── Given entries

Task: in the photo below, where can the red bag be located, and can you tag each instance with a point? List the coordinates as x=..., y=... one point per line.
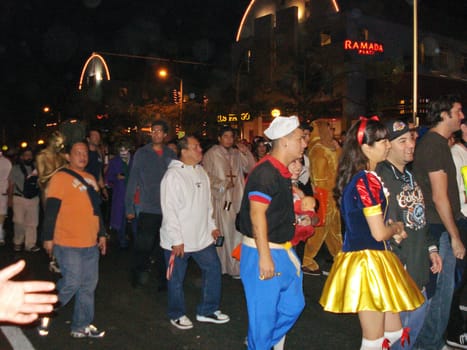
x=321, y=195
x=236, y=252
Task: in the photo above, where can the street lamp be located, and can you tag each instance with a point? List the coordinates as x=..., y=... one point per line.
x=414, y=3
x=164, y=74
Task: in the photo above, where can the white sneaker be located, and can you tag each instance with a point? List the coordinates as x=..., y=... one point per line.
x=182, y=322
x=217, y=317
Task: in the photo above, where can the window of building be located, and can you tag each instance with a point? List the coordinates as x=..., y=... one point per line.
x=443, y=57
x=364, y=34
x=326, y=39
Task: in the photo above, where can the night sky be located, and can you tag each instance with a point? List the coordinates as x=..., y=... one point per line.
x=44, y=43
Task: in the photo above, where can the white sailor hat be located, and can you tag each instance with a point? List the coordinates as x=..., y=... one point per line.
x=281, y=126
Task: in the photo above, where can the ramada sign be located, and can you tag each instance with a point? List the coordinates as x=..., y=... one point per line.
x=363, y=47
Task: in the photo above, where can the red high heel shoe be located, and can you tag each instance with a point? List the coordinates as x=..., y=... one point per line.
x=405, y=336
x=386, y=344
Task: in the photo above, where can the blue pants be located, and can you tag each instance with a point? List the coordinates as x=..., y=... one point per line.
x=274, y=305
x=80, y=273
x=208, y=261
x=431, y=336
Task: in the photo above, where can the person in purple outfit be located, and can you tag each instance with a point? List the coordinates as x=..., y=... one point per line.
x=116, y=178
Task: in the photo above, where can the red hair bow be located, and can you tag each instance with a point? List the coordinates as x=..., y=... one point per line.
x=362, y=127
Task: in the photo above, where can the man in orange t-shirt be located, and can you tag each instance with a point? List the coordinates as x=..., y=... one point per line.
x=73, y=229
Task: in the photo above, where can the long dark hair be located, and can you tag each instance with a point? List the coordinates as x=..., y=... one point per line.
x=353, y=160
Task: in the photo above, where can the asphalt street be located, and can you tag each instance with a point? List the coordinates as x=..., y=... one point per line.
x=136, y=318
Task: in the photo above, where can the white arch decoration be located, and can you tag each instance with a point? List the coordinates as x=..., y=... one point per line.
x=92, y=57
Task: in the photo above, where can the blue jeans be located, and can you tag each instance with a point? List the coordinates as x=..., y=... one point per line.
x=431, y=336
x=80, y=273
x=208, y=261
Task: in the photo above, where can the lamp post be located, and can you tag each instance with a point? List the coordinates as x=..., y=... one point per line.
x=163, y=74
x=414, y=3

────

### [Problem statement]
Copy every one of the records above word for word, leaving out the picture.

### [Correct result]
Task: in the photo below, where can the red bag be located, and can you tag each instance with a point? List the coordinates as x=..., y=... one point per line.
x=321, y=195
x=236, y=252
Task: in the photo above, where can the street lamp be located, and can you tag each instance with a point? List the coordinates as x=..., y=... one point per line.
x=414, y=3
x=164, y=74
Task: in the photo above, where can the white sneaker be located, and can you tag each instance with a point? List the coordinates as x=..., y=... one point per line.
x=182, y=322
x=217, y=317
Task: in the photo above, where can the window of building be located, and can you tag each instance with a point? List the coordinates as x=..., y=... one point per line.
x=443, y=57
x=364, y=34
x=326, y=39
Task: in the photo above, where can the night sky be located, and can you tag each instance with a point? List the coordinates as x=..., y=... one point per line.
x=44, y=43
Task: in the photo above, where can the white sailor hat be located, and can you tag each instance with a point? List the coordinates as x=..., y=... one point per line.
x=281, y=126
Task: in the photo above, where can the ramada sign be located, and can you tag each instance with a point? List the coordinates as x=..., y=... one point per line.
x=363, y=47
Task: in the photo above, where can the red high heel shoe be located, and can you tag each instance with a point? List the coordinates as x=..., y=... one point per line.
x=405, y=336
x=386, y=344
Task: in the photo above, where can the blue pants be located, and can you tag each instance with a point? List the coordinates as x=..., y=... one point per line.
x=274, y=305
x=80, y=273
x=208, y=261
x=431, y=336
Task: in the photo above, where can the person in purple outfit be located, and can you tag each instance with a point? List the coordinates as x=..., y=... one point per line.
x=116, y=178
Task: in the photo above, where can the red hair bow be located, and can you tag each instance with a point? List the coordinates as x=..., y=... one point per line.
x=362, y=127
Task: in the photo above, where can the man in orange t-shirt be located, and can you tag each instance with a point? List the coordinates as x=..., y=... one point per line.
x=73, y=229
Task: in the photo above, where can the long dark hair be located, and can you tag each instance with a point? List the coordinates as x=..., y=... one point per line.
x=353, y=160
Task: in the photo above, where can the asphalt street be located, and can you tag each instance with a point? List the coordinates as x=..., y=... one point per line.
x=136, y=318
Task: in the photo above, where can the white arch decoration be located, and can you tag each instance with a point? List the coordinates as x=..., y=... one point per line.
x=92, y=57
Task: in the photo above, where can the blue jeans be located, and can you tag each instance with a point? List the coordinates as x=..., y=... one point per line.
x=431, y=336
x=80, y=273
x=208, y=261
Task: in the photo above, where can the lamp post be located, and can you tag each instance with a point? List the coordinates as x=..., y=... one point per line.
x=163, y=74
x=414, y=3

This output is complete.